#### [Task directions]
Each entry below is to be duplicated precisely.

Source records:
####################
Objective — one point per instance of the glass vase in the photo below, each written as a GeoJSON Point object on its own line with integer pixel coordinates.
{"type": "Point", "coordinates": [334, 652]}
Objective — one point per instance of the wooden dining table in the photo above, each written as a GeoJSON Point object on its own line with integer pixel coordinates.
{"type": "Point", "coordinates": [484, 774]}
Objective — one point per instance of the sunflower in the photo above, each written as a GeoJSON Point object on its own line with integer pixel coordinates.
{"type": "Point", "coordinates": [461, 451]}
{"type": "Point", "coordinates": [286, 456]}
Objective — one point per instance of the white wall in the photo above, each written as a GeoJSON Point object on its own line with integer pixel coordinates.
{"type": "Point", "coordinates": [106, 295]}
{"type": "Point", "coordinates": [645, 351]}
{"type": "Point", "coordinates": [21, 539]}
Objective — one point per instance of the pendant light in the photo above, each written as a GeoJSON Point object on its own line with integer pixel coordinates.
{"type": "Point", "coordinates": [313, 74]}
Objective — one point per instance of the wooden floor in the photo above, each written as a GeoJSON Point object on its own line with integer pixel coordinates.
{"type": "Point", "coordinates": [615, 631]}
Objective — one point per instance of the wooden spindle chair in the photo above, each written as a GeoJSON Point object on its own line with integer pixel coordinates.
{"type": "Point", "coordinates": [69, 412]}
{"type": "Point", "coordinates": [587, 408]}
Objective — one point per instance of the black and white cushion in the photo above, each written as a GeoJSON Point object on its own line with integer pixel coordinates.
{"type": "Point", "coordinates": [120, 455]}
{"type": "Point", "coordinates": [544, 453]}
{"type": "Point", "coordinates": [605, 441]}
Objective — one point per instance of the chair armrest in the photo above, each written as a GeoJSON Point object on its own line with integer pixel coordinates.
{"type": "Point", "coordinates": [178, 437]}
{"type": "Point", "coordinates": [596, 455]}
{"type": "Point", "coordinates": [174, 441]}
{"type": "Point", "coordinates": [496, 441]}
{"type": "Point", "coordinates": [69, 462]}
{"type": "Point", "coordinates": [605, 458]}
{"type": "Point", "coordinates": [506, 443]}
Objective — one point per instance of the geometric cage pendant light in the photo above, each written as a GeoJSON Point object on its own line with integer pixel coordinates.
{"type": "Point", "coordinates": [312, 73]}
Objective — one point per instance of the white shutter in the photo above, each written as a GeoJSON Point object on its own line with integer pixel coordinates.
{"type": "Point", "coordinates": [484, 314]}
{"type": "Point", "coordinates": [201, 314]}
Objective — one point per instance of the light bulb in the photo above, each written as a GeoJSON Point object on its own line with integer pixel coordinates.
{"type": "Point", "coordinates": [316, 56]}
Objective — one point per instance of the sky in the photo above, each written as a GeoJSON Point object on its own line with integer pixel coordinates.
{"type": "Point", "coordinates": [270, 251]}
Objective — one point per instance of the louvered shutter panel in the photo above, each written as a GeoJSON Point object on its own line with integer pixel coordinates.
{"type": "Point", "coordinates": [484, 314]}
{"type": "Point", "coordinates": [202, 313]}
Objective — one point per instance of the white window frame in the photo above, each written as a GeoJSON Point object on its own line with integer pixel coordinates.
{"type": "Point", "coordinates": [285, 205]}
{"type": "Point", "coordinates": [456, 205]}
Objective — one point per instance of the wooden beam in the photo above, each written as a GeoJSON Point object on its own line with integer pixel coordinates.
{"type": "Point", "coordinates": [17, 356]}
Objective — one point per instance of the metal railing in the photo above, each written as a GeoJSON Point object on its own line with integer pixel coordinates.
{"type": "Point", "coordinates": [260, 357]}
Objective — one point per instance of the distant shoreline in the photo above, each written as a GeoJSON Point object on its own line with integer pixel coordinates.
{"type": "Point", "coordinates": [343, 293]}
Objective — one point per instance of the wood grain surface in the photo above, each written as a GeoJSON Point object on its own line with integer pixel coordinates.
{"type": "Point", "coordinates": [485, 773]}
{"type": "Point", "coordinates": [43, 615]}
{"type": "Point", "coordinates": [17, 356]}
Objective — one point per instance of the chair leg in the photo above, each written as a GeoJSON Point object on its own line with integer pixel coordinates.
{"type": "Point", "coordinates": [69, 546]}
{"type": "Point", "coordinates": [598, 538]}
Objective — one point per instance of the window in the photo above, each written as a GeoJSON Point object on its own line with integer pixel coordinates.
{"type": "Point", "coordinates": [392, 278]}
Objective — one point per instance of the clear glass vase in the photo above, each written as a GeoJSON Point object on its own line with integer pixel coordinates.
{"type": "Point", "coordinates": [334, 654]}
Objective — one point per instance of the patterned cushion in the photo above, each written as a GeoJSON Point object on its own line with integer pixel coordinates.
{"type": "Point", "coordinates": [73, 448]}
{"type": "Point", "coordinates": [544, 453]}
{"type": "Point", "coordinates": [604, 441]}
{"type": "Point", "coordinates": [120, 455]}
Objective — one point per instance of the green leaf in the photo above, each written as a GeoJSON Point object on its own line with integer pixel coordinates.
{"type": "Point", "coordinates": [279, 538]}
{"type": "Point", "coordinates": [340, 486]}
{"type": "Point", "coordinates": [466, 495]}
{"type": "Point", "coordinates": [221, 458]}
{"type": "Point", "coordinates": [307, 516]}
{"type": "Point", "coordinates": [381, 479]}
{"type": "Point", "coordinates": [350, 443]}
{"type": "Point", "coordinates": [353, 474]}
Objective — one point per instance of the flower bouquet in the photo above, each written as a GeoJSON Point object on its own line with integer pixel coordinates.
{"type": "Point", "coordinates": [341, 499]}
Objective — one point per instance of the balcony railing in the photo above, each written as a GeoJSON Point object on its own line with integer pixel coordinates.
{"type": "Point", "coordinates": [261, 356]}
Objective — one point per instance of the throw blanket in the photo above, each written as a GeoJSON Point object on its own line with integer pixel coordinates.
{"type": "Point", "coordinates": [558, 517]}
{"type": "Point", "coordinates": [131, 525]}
####################
#### [Task response]
Objective — one point per instance of the glass vase in the photo below, each written as a GeoJSON Point object on its own line with integer pixel coordinates.
{"type": "Point", "coordinates": [334, 652]}
Objective — one point per instance of the wooden dining table in the photo above, each written as a GeoJSON Point object on its own line with integer pixel coordinates.
{"type": "Point", "coordinates": [484, 774]}
Objective — one point per instance of the sunflower in the photo above, each written as a GeoJSON Point object on its own line with integer pixel coordinates.
{"type": "Point", "coordinates": [461, 451]}
{"type": "Point", "coordinates": [286, 456]}
Objective — one point per instance of the white wall in the photo above, each written as a GeoJSON Point object on its own line with integer pixel coordinates.
{"type": "Point", "coordinates": [106, 295]}
{"type": "Point", "coordinates": [645, 351]}
{"type": "Point", "coordinates": [21, 539]}
Objective — one point per instance of the pendant light in the photo above, each written as a GeoJSON Point object on its own line with integer pixel coordinates.
{"type": "Point", "coordinates": [313, 74]}
Objective — one point per instance of the wooden floor in the photo above, each written as a GeoJSON Point object on its own line with integer pixel coordinates.
{"type": "Point", "coordinates": [615, 631]}
Objective — one point per instance of the wooden spindle chair in the photo above, each written as a GeoJSON Point object on its own line with integer pixel coordinates.
{"type": "Point", "coordinates": [69, 412]}
{"type": "Point", "coordinates": [587, 408]}
Objective — one point per instance of the black and white cushion in the photo above, each written as a GeoJSON Point object on its own line with integer pixel coordinates.
{"type": "Point", "coordinates": [120, 455]}
{"type": "Point", "coordinates": [544, 453]}
{"type": "Point", "coordinates": [605, 441]}
Objective — one point per instance of the chair armrest in the photo above, each written as a GeoJSON Point object on its own line with integer pixel coordinates.
{"type": "Point", "coordinates": [178, 437]}
{"type": "Point", "coordinates": [596, 455]}
{"type": "Point", "coordinates": [174, 441]}
{"type": "Point", "coordinates": [496, 441]}
{"type": "Point", "coordinates": [69, 462]}
{"type": "Point", "coordinates": [605, 458]}
{"type": "Point", "coordinates": [506, 443]}
Objective — one point per instance of the geometric cage pendant light in the photo above, each written as a GeoJSON Point object on its own line with integer pixel coordinates.
{"type": "Point", "coordinates": [312, 73]}
Objective — one point per instance of the white shutter in the photo above, each written as a GeoJSON Point object on its own line with integer pixel coordinates.
{"type": "Point", "coordinates": [484, 314]}
{"type": "Point", "coordinates": [201, 314]}
Objective — one point per instance of the light bulb in the photo above, each written as a GeoJSON Point object on its own line with integer pixel coordinates.
{"type": "Point", "coordinates": [316, 56]}
Objective — one point per instance of the sky in the photo above, each written as a GeoJSON Point object on its own line with integer pixel coordinates.
{"type": "Point", "coordinates": [270, 251]}
Objective — one point per instance of the louvered shutter panel in the photo above, each written as a GeoJSON Point object on its own line with integer pixel coordinates.
{"type": "Point", "coordinates": [484, 314]}
{"type": "Point", "coordinates": [202, 313]}
Objective — one point per instance of the white window frame in the photo above, each written as a GeoJSON Point object on its own line with integer pixel coordinates.
{"type": "Point", "coordinates": [285, 205]}
{"type": "Point", "coordinates": [456, 205]}
Objective — one point per instance of the wooden beam in the photo above, each written as a GeoJSON Point object on its own line with integer pixel coordinates.
{"type": "Point", "coordinates": [17, 356]}
Objective — one point per instance of the metal railing in the photo above, each written as a GeoJSON Point object on its own line with integer pixel coordinates.
{"type": "Point", "coordinates": [260, 357]}
Objective — one point per instance of the distant shoreline in the photo above, each written as a GeoJSON Point object on its own line with integer pixel coordinates.
{"type": "Point", "coordinates": [343, 293]}
Objective — one point per instance of the wood grain surface in the photo above, each written as a GeoJSON Point object on its own line with integer pixel coordinates.
{"type": "Point", "coordinates": [485, 773]}
{"type": "Point", "coordinates": [43, 615]}
{"type": "Point", "coordinates": [17, 356]}
Objective — one point per instance of the chair leg in the photo above, each written as a GeoJSON Point object on its own line with integer pixel coordinates.
{"type": "Point", "coordinates": [69, 546]}
{"type": "Point", "coordinates": [598, 538]}
Objective — one point per instance of the window in the photo above, each written as a GeoJSON Point object on its own line with integer pixel coordinates.
{"type": "Point", "coordinates": [392, 278]}
Objective — one point per instance of the clear glass vase in the photo above, each written as a GeoJSON Point object on its own line with integer pixel coordinates.
{"type": "Point", "coordinates": [334, 654]}
Objective — one point per instance of the patterned cushion in the photo above, each written as a GeoJSON Point object on its own line with integer pixel coordinates.
{"type": "Point", "coordinates": [73, 448]}
{"type": "Point", "coordinates": [544, 453]}
{"type": "Point", "coordinates": [604, 441]}
{"type": "Point", "coordinates": [120, 455]}
Objective — one point per instance of the green leaf in the photo above, each written as a GeoJSON Point object on its own line with integer pixel coordinates.
{"type": "Point", "coordinates": [279, 538]}
{"type": "Point", "coordinates": [340, 486]}
{"type": "Point", "coordinates": [466, 495]}
{"type": "Point", "coordinates": [221, 458]}
{"type": "Point", "coordinates": [307, 516]}
{"type": "Point", "coordinates": [381, 479]}
{"type": "Point", "coordinates": [350, 443]}
{"type": "Point", "coordinates": [353, 474]}
Objective — one point per instance of the flower bouquet in the photo above, each written as a GeoJSON Point object on its own line with integer pixel coordinates.
{"type": "Point", "coordinates": [341, 499]}
Objective — one point per instance of the balcony railing in the photo above, each written as a GeoJSON Point object on its own line with integer pixel coordinates.
{"type": "Point", "coordinates": [261, 356]}
Objective — one point per instance of the throw blanket in the photo above, each written as a GeoJSON Point object on its own line with integer pixel coordinates.
{"type": "Point", "coordinates": [558, 517]}
{"type": "Point", "coordinates": [131, 525]}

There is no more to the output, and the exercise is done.